▶ [What to work on] Each record below is to be reproduced without any change.

Stored data
※ ※ ※

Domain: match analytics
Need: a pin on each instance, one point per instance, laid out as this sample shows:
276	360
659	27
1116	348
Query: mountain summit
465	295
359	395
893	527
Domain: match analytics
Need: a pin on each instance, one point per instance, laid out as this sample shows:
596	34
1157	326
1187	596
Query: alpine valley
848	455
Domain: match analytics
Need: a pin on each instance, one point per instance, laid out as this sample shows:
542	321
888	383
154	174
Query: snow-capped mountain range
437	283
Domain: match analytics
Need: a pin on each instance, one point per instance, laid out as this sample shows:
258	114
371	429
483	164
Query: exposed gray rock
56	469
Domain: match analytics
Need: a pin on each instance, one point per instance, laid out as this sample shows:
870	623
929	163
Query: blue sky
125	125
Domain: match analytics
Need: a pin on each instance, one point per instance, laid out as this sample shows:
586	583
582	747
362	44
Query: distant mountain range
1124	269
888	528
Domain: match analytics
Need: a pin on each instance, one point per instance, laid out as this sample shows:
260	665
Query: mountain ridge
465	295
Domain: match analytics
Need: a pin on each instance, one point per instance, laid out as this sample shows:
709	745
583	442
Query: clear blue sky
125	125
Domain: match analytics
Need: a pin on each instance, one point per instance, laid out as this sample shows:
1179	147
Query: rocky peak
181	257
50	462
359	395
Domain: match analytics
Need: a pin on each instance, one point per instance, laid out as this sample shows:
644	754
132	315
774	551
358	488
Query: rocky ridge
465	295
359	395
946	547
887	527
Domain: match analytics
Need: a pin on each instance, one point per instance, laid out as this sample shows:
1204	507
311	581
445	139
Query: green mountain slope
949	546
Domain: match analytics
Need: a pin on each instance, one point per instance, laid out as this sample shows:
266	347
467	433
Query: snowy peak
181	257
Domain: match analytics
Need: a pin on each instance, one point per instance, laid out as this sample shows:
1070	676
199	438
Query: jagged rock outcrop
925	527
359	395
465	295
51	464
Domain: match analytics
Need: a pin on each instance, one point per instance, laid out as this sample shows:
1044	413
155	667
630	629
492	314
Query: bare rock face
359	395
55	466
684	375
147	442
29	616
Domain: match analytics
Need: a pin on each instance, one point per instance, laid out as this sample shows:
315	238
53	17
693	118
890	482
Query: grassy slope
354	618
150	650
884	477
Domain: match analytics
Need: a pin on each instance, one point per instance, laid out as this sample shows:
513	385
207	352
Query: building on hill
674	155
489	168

※ ※ ※

▶ [Result of this task]
Domain: match analytics
Need: a pin on each instance, one point per instance, laid out as this sample shows:
276	360
659	27
1116	348
Query: mountain summit
465	295
359	395
893	527
Domain: match analytics
Need: a pin on each instance, one point per instance, laid out as this sample shows:
596	34
1157	326
1187	596
Query: alpine valley
848	455
Domain: match analytics
Need: a pin on each instance, one point per instance, laid out as this sample shows:
542	321
888	383
154	174
Query: snow-capped mountain range
437	283
Domain: match analytics
Need: a pin on each instance, one point per instance, laid out as this sample shows:
258	114
371	429
483	164
Query: exposed gray rock
56	469
Domain: match analytics
Need: a pin on each instance, one point per instance, laid out as this sample shows:
870	623
929	163
Query: blue sky
125	125
Domain: match analytics
Need: a pin on each instance, one point per instance, laid out as this sample shows:
586	583
582	747
362	44
Query: distant mountain range
1124	269
888	528
Domain: match analytics
Need: a pin on each instance, one point per instance, laid out as this sample shows:
260	665
Query: mountain ridge
465	295
Domain: match analytics
Need: a pin on each instance, one point per instance, laid out as this sample shows:
709	745
583	442
Query: clear blue sky
125	125
Domain: match analytics
Need: a pin on each instance, one point per instance, laid out as this sample shows:
1179	147
Query: rocky peak
181	257
50	462
359	395
Domain: match analytics
Need: a pin on each instance, one point per instance, laid out as this sample shows:
644	754
132	315
774	551
358	488
Query: rocky ridge
465	295
359	395
946	547
887	527
Domain: match analytics
Need: a pin on each instance, one point per instance, laid out as this sample shows:
1204	507
311	581
445	139
Query: green mountain slope
949	546
Domain: match analytics
Need: a pin on each instance, one point per instance, laid out as this sample shows:
266	347
467	433
Query: snowy peak
181	257
Domain: match analytics
Need: a pin on each instance, one point per instance, laid out as this sample shows:
1070	676
199	438
Query: jagged rock outcrop
925	527
359	395
465	295
51	464
Domain: match analytics
Need: a pin on each instance, one point per instance, laid out as this sample shows:
1044	413
155	667
630	629
492	314
Query: bare rock face
359	395
55	466
684	375
147	442
29	616
Domain: match analytics
Need: a pin on each instance, one point per instance, laid out as this sample shows:
315	238
53	17
693	118
890	482
Query: grassy slope
354	618
150	650
884	477
Domain: match analytics
Need: a pin on each instance, one point per instance, laid out as this sample shows:
513	385
207	352
Query: building on hill
674	155
489	168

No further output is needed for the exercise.